• [TEXT SECTION]
☆ ☆ ☆ ☆

By Jeremiah Shelor, August 3, 2015

In a speech unveiling the final version of his plan to reduce carbon emissions from U.S. power plants, President Barack Obama said Monday that the nation must move quickly to combat climate change.


But state officials — as they have since the draft version of the U.S. Environmental Protection Agency’s Clean Power Plan was revealed last summer — denounced the rule Monday as an overreaching regulation that will harm the coal industry and the West Virginia economy.


Using figures slightly more stringent than the draft version of the rule, Obama said Monday that the Clean Power Plan will reduce carbon emissions from U.S. power plants by 32 percent by 2030 compared to 2005 levels.
Comments from state officials Monday centered on the expectation that the rule will reduce the use of coal for generating electricity and thus harm the West Virginia coal industry...

U.S. Rep. David McKinley, R-W.Va., questioned whether the projected emissions reductions that would be achieved by the Clean Power Plan justify the potential economic harm. McKinley also criticized the EPA for regulating energy policy without a new law from Congress.


“President Obama and the unelected bureaucrats at the EPA are acting without any input from Congress to ‘fundamentally transform’ our country. The so-called Clean Power Plan will increase energy costs on the people who can least afford it, kill jobs, raise prices for all goods, and make our electric grid less reliable,” McKinley said. “We are a nation of laws, not regulations. The president must stop this executive overreach and start to work with the American people’s elected representatives in Congress.”


For his part, Obama, during his address at the White House on Monday, fired back at the criticism the Clean Power Plan has received from coal-producing states like West Virginia.


“They will claim this plan is a ‘war on coal’ to scare up votes, even as they ignore my plan to actually invest in revitalizing coal country and supporting health care and retirement for coal miners and their families and retraining those workers for better-paying jobs and healthier jobs,” Obama said.


“Communities across America have been losing coal jobs for decades. I want to work with Congress to help them, not to use them as a political football. Partisan press releases aren’t going to help those families.”

☆ ☆ ☆ ☆

• [WHAT IS ASKED]
(a) Summarize the Clean Power Plan article in two sentences.
(b) From the Clean Power Plan article, extract everything from "Comments from state" down to "law from Congress.".

• [LISTING]
☆ ☆ ☆ ☆

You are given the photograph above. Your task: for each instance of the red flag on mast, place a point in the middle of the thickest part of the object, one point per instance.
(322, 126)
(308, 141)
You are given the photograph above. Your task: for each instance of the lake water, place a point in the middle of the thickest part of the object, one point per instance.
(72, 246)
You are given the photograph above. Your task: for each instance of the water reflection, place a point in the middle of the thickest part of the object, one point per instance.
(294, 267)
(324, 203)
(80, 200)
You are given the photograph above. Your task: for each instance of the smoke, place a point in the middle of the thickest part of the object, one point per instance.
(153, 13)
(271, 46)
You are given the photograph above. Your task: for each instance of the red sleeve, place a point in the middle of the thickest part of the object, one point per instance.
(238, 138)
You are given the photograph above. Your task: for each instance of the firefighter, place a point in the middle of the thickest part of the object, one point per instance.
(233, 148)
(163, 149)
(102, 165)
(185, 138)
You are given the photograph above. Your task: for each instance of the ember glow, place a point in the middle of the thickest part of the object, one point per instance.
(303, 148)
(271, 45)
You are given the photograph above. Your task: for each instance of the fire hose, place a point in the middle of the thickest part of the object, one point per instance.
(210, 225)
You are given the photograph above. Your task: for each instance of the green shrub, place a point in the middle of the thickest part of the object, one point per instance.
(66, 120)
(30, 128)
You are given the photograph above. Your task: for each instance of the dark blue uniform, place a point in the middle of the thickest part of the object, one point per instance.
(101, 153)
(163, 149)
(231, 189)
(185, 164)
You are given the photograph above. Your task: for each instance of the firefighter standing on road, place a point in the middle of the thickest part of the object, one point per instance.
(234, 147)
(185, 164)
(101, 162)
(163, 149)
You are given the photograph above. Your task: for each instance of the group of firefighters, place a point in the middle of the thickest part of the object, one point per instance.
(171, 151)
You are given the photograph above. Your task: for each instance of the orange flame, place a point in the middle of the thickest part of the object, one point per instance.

☆ ☆ ☆ ☆

• [ANSWERS TO THE TASKS]
(a) President Barack Obama unveiled the final Clean Power Plan, saying it will cut carbon emissions from U.S. power plants by 32 percent by 2030 compared to 2005 levels. West Virginia officials, including U.S. Rep. David McKinley, denounced it as an overreaching rule that will harm the coal industry and the state economy, while Obama countered that critics ignore his plan to invest in revitalizing coal country and support coal miners and their families.

(b)
Comments from state officials Monday centered on the expectation that the rule will reduce the use of coal for generating electricity and thus harm the West Virginia coal industry...

U.S. Rep. David McKinley, R-W.Va., questioned whether the projected emissions reductions that would be achieved by the Clean Power Plan justify the potential economic harm. McKinley also criticized the EPA for regulating energy policy without a new law from Congress.